- 課題一覧 -
1) 熱可塑性ポリウレタン樹脂に関する文書のうち、「引裂強度保持率(%)=(湿熱」から始まり「に好適であることが判明した。」で終わる部分をそのまま書き写してください。
2) 熱可塑性ポリウレタン樹脂に関する文書を、最後の文に続けて書き継ぐこと。

- 文書本文 -
# # # # # # #
引裂強度保持率(%)=(湿熱老化試験後の引裂強度/湿熱老化試験前の引裂強度)×100
結果を表1及び図1に示した。
【0054】
【表1】

【0055】
表1及び図1に示した結果から、エステル結合を有する熱可塑性ポリウレタン樹脂組成物単独の成形品では低分子量化速度が著しく低いためケミカルリサイクルには不適であると評価できる。一方、これと比較して、エステル結合を有する熱可塑性ポリウレタン樹脂組成物と脂肪族ポリエステル樹脂とからなる組成物を用いて作製した成形品では、低分子量化速度が大幅に向上していることが判る。この結果から、エステル結合を有する熱可塑性ポリウレタン樹脂組成物と末端にカルボン酸を有する脂肪族ポリエステル樹脂とからなる組成物を用いて作製した成形品は、ケミカルリサイクルに好適であることが判明した。
# # # # # # #
- 提供データ -

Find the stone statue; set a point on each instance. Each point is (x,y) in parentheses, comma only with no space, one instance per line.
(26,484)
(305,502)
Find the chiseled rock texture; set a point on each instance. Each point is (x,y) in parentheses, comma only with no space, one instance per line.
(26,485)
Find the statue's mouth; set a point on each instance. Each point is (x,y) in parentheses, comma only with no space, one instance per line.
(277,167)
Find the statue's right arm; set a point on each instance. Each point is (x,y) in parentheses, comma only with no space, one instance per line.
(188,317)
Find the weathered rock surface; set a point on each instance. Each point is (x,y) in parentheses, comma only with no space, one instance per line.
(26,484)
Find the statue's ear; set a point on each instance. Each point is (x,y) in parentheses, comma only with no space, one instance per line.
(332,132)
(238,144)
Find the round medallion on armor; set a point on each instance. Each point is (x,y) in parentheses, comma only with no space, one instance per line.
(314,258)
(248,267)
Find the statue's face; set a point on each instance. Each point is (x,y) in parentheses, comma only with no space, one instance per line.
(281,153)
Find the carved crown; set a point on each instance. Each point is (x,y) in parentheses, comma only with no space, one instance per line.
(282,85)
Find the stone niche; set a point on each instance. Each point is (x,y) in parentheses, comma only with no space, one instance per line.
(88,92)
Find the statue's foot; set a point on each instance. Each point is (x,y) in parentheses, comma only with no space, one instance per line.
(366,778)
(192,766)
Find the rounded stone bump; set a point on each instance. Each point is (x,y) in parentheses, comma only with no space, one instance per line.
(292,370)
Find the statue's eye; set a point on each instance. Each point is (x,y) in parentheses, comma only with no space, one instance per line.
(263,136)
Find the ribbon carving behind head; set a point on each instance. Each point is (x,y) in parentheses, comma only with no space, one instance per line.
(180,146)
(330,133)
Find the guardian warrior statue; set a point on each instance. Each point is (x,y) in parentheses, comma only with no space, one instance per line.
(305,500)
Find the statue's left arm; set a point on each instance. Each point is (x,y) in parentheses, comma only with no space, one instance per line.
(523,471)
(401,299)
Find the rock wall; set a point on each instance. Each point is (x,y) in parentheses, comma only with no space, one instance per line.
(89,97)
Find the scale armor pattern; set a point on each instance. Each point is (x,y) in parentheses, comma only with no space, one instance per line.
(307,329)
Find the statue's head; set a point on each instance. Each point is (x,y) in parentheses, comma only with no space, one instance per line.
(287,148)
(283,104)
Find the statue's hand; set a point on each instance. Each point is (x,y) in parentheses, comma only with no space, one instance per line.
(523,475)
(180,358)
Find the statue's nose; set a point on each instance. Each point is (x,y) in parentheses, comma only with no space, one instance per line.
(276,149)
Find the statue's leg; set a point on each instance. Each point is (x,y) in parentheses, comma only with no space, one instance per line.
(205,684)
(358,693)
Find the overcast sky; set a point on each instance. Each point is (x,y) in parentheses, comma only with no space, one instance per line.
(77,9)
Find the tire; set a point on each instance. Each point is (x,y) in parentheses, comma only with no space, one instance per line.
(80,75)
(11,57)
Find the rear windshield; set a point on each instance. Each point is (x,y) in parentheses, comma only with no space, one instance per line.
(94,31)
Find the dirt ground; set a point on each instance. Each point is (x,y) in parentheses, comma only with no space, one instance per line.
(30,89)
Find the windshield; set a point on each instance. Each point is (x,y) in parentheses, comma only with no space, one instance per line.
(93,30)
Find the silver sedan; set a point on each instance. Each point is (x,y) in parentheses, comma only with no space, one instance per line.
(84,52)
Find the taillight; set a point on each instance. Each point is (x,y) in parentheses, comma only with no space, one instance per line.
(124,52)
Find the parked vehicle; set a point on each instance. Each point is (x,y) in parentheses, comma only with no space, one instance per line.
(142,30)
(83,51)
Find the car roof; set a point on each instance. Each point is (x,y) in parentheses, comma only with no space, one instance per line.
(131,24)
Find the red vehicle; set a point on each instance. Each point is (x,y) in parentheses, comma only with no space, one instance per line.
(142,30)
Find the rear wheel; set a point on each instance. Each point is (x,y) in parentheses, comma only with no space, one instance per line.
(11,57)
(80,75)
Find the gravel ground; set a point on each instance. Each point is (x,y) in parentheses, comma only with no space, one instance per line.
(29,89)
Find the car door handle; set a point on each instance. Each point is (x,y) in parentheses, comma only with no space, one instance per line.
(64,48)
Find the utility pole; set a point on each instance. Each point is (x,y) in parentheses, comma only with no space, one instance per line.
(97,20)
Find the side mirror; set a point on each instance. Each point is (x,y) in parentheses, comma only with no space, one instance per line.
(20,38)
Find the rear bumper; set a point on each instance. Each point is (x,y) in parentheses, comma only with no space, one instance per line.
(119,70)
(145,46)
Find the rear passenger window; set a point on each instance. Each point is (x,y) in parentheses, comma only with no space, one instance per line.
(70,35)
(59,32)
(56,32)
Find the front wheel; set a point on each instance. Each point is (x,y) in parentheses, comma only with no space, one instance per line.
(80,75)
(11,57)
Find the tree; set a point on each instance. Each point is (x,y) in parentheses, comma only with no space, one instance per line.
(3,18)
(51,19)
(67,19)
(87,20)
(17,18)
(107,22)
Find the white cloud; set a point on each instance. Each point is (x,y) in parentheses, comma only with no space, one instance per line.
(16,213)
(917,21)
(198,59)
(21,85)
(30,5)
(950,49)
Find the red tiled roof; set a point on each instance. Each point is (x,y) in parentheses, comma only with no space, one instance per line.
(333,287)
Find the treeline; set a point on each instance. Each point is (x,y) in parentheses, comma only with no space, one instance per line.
# # # # # # #
- 出力結果 -
1)
引裂強度保持率(%)=(湿熱老化試験後の引裂強度/湿熱老化試験前の引裂強度)×100
結果を表1及び図1に示した。
【0054】
【表1】

【0055】
表1及び図1に示した結果から、エステル結合を有する熱可塑性ポリウレタン樹脂組成物単独の成形品では低分子量化速度が著しく低いためケミカルリサイクルには不適であると評価できる。一方、これと比較して、エステル結合を有する熱可塑性ポリウレタン樹脂組成物と脂肪族ポリエステル樹脂とからなる組成物を用いて作製した成形品では、低分子量化速度が大幅に向上していることが判る。この結果から、エステル結合を有する熱可塑性ポリウレタン樹脂組成物と末端にカルボン酸を有する脂肪族ポリエステル樹脂とからなる組成物を用いて作製した成形品は、ケミカルリサイクルに好適であることが判明した。

2)
【0056】
〔物性評価〕
実施例1〜5及び比較例1で作製したスラッシュ成形体について、成形体としての強度を評価するため引裂き物性を評価した。具体的には、スラッシュ成形体からJISK 6301(1995年)の引裂試験片ダンベルB号形を3枚打ち抜いた。板厚は曲がっている場所の近傍5カ所の最小値をとった。これをオートグラフに取り付け、200mm/minの速さで引っ張り、試験片が破断にいたる最大強度を算出した。
【0057】
結果を図2に示す。図2に示した結果から、樹脂組成物に含まれる脂肪族ポリエステル樹脂の成分比を大きくすればするほど引裂き物性は低下する傾向にある。特に、脂肪族ポリエステル樹脂が20重量%を超えると、エステル結合を有する熱可塑性ポリウレタン樹脂単独からなる成形体の引裂き物性と比較して60%を下回ることが判った。この結果より、上記熱可塑性ポリウレタン樹脂組成物と上記脂肪族ポリエステル樹脂の組成比が重量換算で95:5〜80:20の範囲とすることが好ましいことが分かった。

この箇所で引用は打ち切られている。